▸ TEXT SHOWN
- - - -

Kepa Akixo aka Zigor, is a sculptor, photographer,  artist and poet. He was born in 1947 in Aretxabaleta, (a town in the province of Gipuzkoa), in the Southern Basque Country.

His poems were published commencing 1973, and he travelled the world as a photojournalist for major news magazines and the Capa press agency until 1982. Then, in 1983, he decided to give full rein to his creativity through sculpture and rapidly joined the ranks of great contemporary Basque sculptors. Zigor draws inspiration from nature, giving new form to its original movement of organized chaos. Sculptures, photographs, paintings and poems reverberate together and convey the archaic, ubiquitous strength of a world and humanity bound together by their roots.

Biography

Early life, political activism and writing 
Kepa Akixo was born in 1947 and grew up in a small mountain village in the province of Guipuzcoa, in the Southern Basque Country. Somewhat of a tearaway child and a recalcitrant student, at the age of eleven he joined the Catholic seminary boarding school in Saturraran where he discovered the ocean and biblical texts. Encountering the metaphysics and profundity of both the sea and sacred writings was a decisive factor in Zigor's development as an autodidact. At the age of 14, he worked as a fitter and turner, and excelled in the sport of Basque pelota. Reflexes conditioned as a labourer and pelotari were to have a significant impact on his artistic kinesics to come, with repeated momentum from the wall to the work.

- - - -

▸ DATA FOR REVIEW
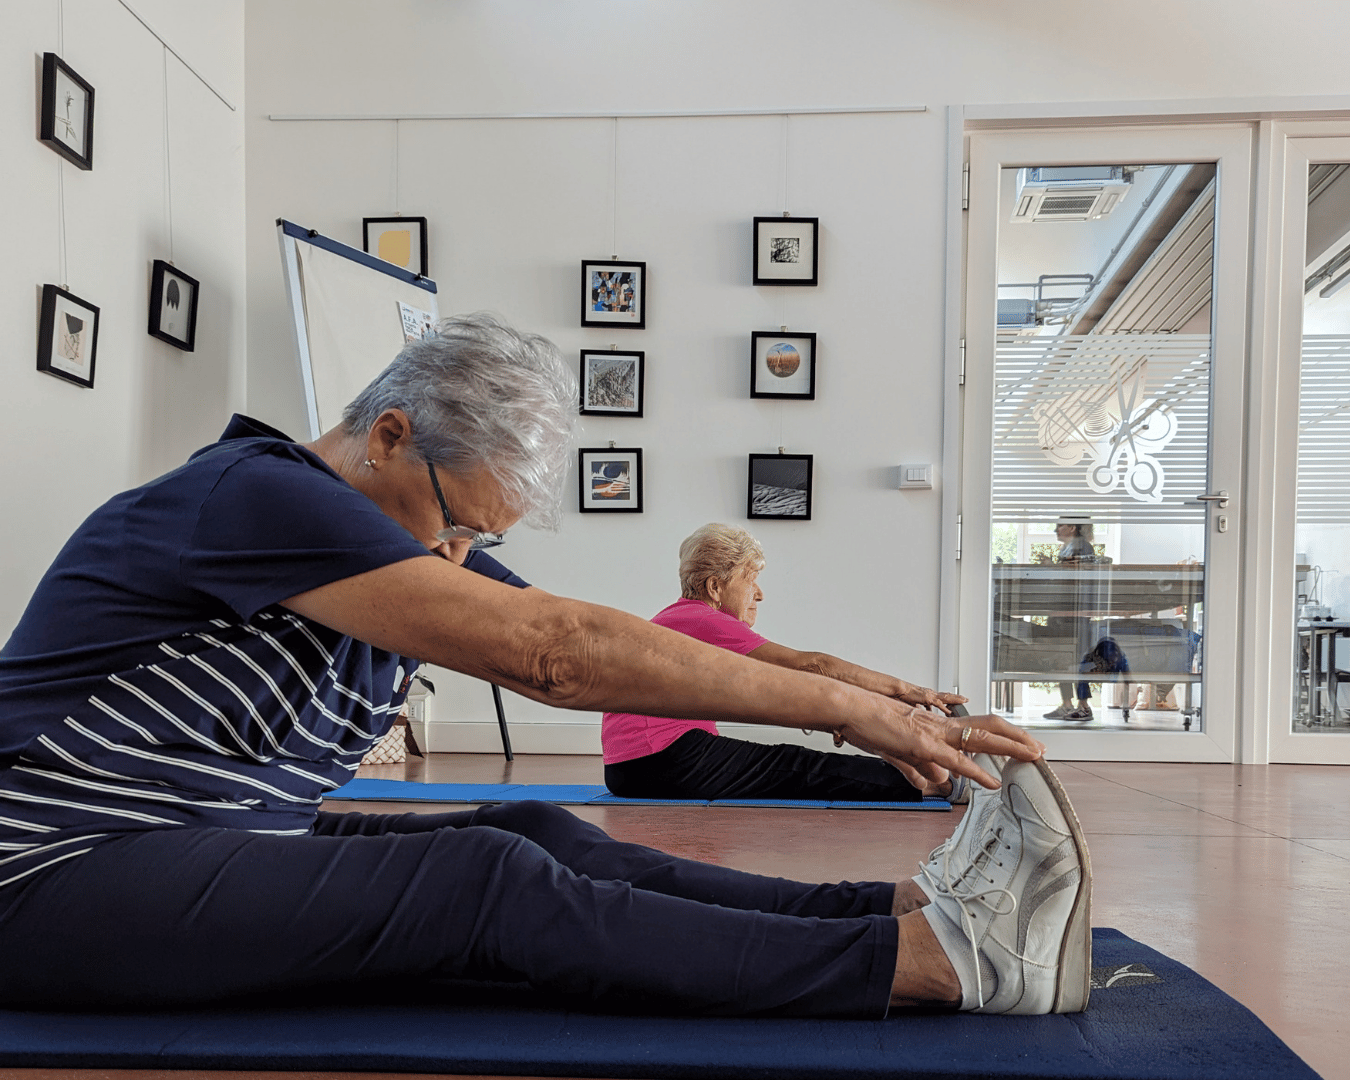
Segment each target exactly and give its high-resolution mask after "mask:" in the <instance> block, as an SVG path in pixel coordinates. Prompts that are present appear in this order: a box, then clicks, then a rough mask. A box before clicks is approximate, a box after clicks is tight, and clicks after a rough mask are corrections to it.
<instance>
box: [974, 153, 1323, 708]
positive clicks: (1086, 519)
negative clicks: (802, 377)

- - - -

▸ BRIEF
Copy out the entire passage on the sculptor Zigor word for word, leaving nothing out and changing nothing.

▸ RESULT BELOW
Kepa Akixo aka Zigor, is a sculptor, photographer,  artist and poet. He was born in 1947 in Aretxabaleta, (a town in the province of Gipuzkoa), in the Southern Basque Country.

His poems were published commencing 1973, and he travelled the world as a photojournalist for major news magazines and the Capa press agency until 1982. Then, in 1983, he decided to give full rein to his creativity through sculpture and rapidly joined the ranks of great contemporary Basque sculptors. Zigor draws inspiration from nature, giving new form to its original movement of organized chaos. Sculptures, photographs, paintings and poems reverberate together and convey the archaic, ubiquitous strength of a world and humanity bound together by their roots.

Biography

Early life, political activism and writing 
Kepa Akixo was born in 1947 and grew up in a small mountain village in the province of Guipuzcoa, in the Southern Basque Country. Somewhat of a tearaway child and a recalcitrant student, at the age of eleven he joined the Catholic seminary boarding school in Saturraran where he discovered the ocean and biblical texts. Encountering the metaphysics and profundity of both the sea and sacred writings was a decisive factor in Zigor's development as an autodidact. At the age of 14, he worked as a fitter and turner, and excelled in the sport of Basque pelota. Reflexes conditioned as a labourer and pelotari were to have a significant impact on his artistic kinesics to come, with repeated momentum from the wall to the work.